**Problem requirements:**
Can you present the material as a Markdown table with the columns Row and Line, starting at the line that contains "the sea water" and ending at the line that contains "38], [88, 55]]", with both of those lines included? Skip blank lines and leave the pictures out.

Shape boundary entries:
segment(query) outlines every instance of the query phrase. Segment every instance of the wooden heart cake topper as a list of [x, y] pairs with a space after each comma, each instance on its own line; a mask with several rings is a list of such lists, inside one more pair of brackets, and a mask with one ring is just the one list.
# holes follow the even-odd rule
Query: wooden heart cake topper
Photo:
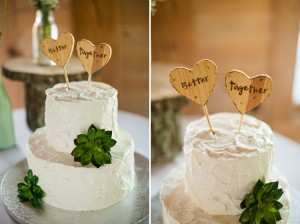
[[171, 85], [181, 95], [203, 107], [212, 134], [214, 132], [210, 123], [206, 103], [214, 90], [217, 74], [218, 71], [215, 63], [204, 59], [195, 64], [192, 70], [187, 68], [175, 68], [169, 75]]
[[94, 45], [90, 41], [83, 39], [77, 42], [76, 51], [84, 69], [89, 74], [88, 85], [90, 85], [92, 74], [110, 60], [111, 47], [106, 43]]
[[59, 34], [57, 40], [47, 38], [41, 41], [40, 47], [43, 53], [54, 63], [64, 69], [65, 80], [70, 88], [66, 66], [74, 49], [74, 37], [70, 33]]
[[267, 75], [250, 78], [241, 71], [233, 70], [226, 74], [225, 85], [234, 105], [242, 114], [239, 133], [243, 115], [259, 106], [270, 96], [272, 79]]
[[171, 85], [183, 96], [204, 106], [211, 96], [216, 80], [217, 66], [204, 59], [193, 69], [175, 68], [169, 75]]
[[43, 53], [62, 68], [69, 62], [73, 48], [74, 37], [67, 32], [59, 34], [57, 40], [47, 38], [41, 42]]

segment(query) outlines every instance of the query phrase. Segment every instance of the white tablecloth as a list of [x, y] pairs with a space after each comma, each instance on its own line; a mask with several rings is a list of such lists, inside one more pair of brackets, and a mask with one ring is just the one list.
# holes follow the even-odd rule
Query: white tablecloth
[[[26, 144], [31, 131], [28, 129], [25, 118], [25, 110], [17, 109], [13, 112], [16, 147], [0, 151], [0, 182], [5, 172], [14, 164], [25, 158]], [[119, 111], [119, 126], [132, 134], [135, 151], [149, 158], [149, 120], [145, 117]], [[20, 180], [22, 181], [22, 180]], [[17, 195], [17, 192], [16, 192]], [[0, 200], [0, 224], [15, 223], [6, 213], [2, 200]]]

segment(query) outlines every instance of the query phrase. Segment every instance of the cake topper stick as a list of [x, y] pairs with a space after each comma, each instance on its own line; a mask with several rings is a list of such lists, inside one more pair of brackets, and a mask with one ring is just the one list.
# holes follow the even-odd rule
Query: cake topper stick
[[170, 83], [174, 89], [181, 95], [202, 106], [213, 136], [214, 131], [209, 119], [206, 103], [213, 92], [217, 73], [215, 63], [204, 59], [195, 64], [192, 70], [175, 68], [169, 75]]
[[92, 74], [110, 60], [111, 47], [105, 43], [94, 45], [92, 42], [83, 39], [77, 42], [76, 51], [81, 64], [89, 75], [87, 88], [90, 88]]
[[241, 113], [238, 132], [241, 131], [244, 114], [263, 103], [272, 92], [272, 79], [267, 75], [249, 78], [238, 70], [226, 74], [225, 85], [234, 105]]
[[210, 129], [210, 132], [211, 132], [212, 134], [214, 134], [214, 131], [212, 130], [212, 126], [211, 126], [211, 123], [210, 123], [209, 114], [208, 114], [208, 110], [207, 110], [206, 105], [204, 105], [202, 108], [203, 108], [205, 117], [206, 117], [206, 119], [207, 119], [207, 123], [208, 123], [209, 129]]
[[41, 49], [51, 61], [64, 69], [65, 80], [68, 89], [70, 89], [66, 66], [71, 58], [74, 49], [73, 35], [65, 32], [59, 34], [57, 40], [46, 38], [41, 41]]

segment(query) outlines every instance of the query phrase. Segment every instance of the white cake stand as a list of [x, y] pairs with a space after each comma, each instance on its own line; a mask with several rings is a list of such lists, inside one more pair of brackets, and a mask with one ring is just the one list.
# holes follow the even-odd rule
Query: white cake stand
[[[148, 223], [149, 214], [149, 161], [135, 153], [136, 184], [119, 203], [106, 209], [77, 212], [58, 209], [46, 203], [39, 208], [21, 203], [17, 197], [17, 184], [28, 170], [26, 160], [10, 168], [1, 183], [1, 197], [7, 213], [21, 224], [81, 224], [81, 223]], [[59, 186], [57, 186], [59, 187]], [[78, 192], [80, 194], [80, 192]]]

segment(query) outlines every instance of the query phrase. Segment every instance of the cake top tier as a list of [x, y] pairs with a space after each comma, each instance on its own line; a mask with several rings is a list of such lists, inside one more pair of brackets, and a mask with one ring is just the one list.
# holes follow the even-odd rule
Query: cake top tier
[[241, 133], [237, 134], [241, 115], [217, 113], [210, 116], [214, 138], [206, 118], [191, 122], [185, 135], [185, 152], [200, 150], [209, 157], [234, 159], [272, 150], [274, 135], [264, 122], [244, 115]]
[[97, 99], [113, 97], [118, 93], [115, 88], [105, 83], [92, 82], [89, 89], [87, 89], [87, 85], [87, 81], [71, 82], [71, 89], [67, 90], [65, 83], [59, 83], [47, 89], [46, 95], [54, 97], [55, 100], [71, 102], [95, 101]]

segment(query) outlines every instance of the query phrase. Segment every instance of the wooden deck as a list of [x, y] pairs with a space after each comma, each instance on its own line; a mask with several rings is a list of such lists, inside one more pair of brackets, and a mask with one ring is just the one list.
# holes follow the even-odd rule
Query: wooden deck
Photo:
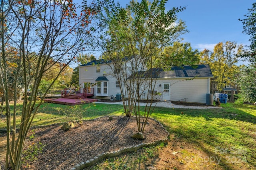
[[96, 102], [97, 99], [90, 98], [56, 98], [53, 99], [44, 99], [44, 102], [48, 103], [53, 103], [57, 104], [65, 104], [66, 105], [75, 105], [85, 103], [92, 103]]
[[[66, 105], [75, 105], [85, 103], [92, 103], [97, 101], [97, 99], [88, 98], [94, 96], [93, 89], [83, 89], [83, 93], [75, 93], [74, 90], [70, 90], [62, 91], [61, 98], [46, 99], [44, 101], [48, 103], [53, 103]], [[80, 90], [79, 90], [80, 91]], [[72, 92], [72, 94], [70, 94]]]

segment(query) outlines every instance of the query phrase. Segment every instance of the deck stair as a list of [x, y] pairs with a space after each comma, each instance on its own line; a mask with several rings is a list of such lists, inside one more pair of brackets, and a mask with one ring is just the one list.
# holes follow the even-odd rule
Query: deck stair
[[89, 98], [94, 96], [93, 89], [83, 89], [82, 93], [77, 91], [65, 90], [62, 91], [61, 98], [44, 99], [44, 102], [68, 105], [92, 103], [97, 101], [97, 99]]

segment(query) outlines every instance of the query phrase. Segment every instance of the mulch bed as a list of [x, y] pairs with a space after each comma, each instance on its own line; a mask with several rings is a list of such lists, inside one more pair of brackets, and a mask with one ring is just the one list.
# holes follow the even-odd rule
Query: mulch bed
[[188, 103], [183, 102], [172, 101], [172, 103], [177, 105], [188, 106], [209, 106], [205, 104], [201, 104], [194, 103]]
[[[130, 136], [138, 132], [135, 117], [113, 118], [112, 121], [104, 117], [85, 121], [82, 127], [76, 124], [66, 131], [61, 129], [61, 125], [34, 129], [27, 136], [24, 149], [39, 142], [45, 146], [37, 160], [25, 162], [22, 169], [69, 170], [98, 154], [163, 139], [167, 135], [160, 125], [150, 119], [144, 131], [146, 139], [135, 139]], [[35, 138], [31, 140], [29, 137], [32, 133]]]

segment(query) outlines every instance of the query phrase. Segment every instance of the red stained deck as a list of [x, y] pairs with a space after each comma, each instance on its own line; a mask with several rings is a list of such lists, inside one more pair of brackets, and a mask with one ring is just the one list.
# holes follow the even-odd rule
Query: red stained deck
[[[80, 91], [79, 89], [79, 91]], [[65, 89], [62, 91], [61, 98], [44, 99], [44, 102], [66, 105], [75, 105], [96, 102], [97, 99], [87, 98], [94, 96], [94, 89], [83, 89], [83, 93], [76, 93], [75, 90]]]
[[97, 99], [90, 98], [56, 98], [53, 99], [44, 99], [44, 102], [48, 103], [53, 103], [66, 105], [75, 105], [85, 103], [92, 103], [96, 102]]

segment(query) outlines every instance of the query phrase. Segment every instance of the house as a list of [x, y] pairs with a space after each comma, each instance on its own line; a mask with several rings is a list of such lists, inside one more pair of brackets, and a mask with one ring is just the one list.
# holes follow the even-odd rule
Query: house
[[152, 76], [157, 80], [154, 91], [159, 94], [155, 98], [206, 103], [206, 94], [210, 93], [210, 79], [213, 77], [208, 64], [172, 66], [170, 71], [158, 72]]
[[83, 88], [94, 88], [93, 98], [110, 99], [121, 93], [109, 64], [103, 59], [94, 60], [79, 66], [79, 84]]
[[[100, 60], [79, 67], [79, 84], [83, 88], [94, 88], [94, 98], [110, 99], [120, 93], [120, 85], [112, 74], [113, 73], [109, 64]], [[154, 74], [154, 92], [155, 92], [156, 98], [161, 100], [206, 103], [212, 74], [208, 64], [194, 66], [173, 66], [170, 71]], [[146, 98], [147, 93], [142, 97]]]

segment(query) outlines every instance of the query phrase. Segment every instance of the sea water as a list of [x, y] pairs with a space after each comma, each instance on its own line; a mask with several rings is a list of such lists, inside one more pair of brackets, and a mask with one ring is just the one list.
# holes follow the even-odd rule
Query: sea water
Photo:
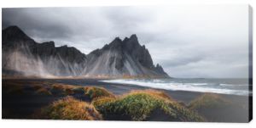
[[252, 86], [248, 84], [248, 79], [117, 79], [102, 81], [172, 91], [252, 95]]

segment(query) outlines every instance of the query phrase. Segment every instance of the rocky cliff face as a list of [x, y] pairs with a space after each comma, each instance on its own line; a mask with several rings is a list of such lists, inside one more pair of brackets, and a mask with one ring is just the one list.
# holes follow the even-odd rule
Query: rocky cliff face
[[75, 47], [55, 47], [54, 42], [38, 43], [17, 26], [2, 31], [3, 74], [88, 77], [169, 77], [154, 65], [148, 50], [136, 35], [115, 38], [88, 55]]

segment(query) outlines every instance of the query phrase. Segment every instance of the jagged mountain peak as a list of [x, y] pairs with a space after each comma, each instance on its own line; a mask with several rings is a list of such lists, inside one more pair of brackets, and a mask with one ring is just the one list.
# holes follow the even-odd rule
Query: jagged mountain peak
[[148, 50], [135, 34], [124, 40], [116, 37], [87, 55], [73, 47], [55, 47], [52, 41], [38, 43], [17, 26], [3, 30], [2, 36], [5, 71], [42, 77], [169, 77], [160, 64], [153, 64]]
[[5, 28], [2, 31], [2, 38], [3, 40], [9, 40], [9, 41], [26, 41], [26, 40], [32, 40], [21, 29], [20, 29], [16, 25], [12, 25]]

**Reply:**
| Row | Line |
|---|---|
| 1 | segment(query) outlines every instance of the query phrase. Segment every instance of the sea water as a list of [x, y] pairs with a space after each comma, each instance on its own line; a mask with several rings is a list of such lists, inside one more pair of brackets, and a mask with one ring is just the one list. |
| 2 | # holes follow the even-odd rule |
| 3 | Query: sea water |
| 4 | Photo: |
| 5 | [[252, 86], [248, 84], [248, 79], [117, 79], [102, 81], [172, 91], [252, 95]] |
| 6 | segment(query) outlines every instance of the query phrase. Segment every instance of the rocky cliff face as a list of [x, y] pairs with a space after each comma, each instance on its own line; a mask with several rings is a list of such lists, inside one more pair of brackets, and a mask with one ring is just the one list. |
| 7 | # holes follow the even-odd rule |
| 8 | Query: rocky cliff face |
| 9 | [[75, 47], [55, 47], [54, 42], [38, 43], [17, 26], [2, 31], [3, 74], [88, 77], [169, 77], [154, 65], [148, 50], [136, 35], [115, 38], [88, 55]] |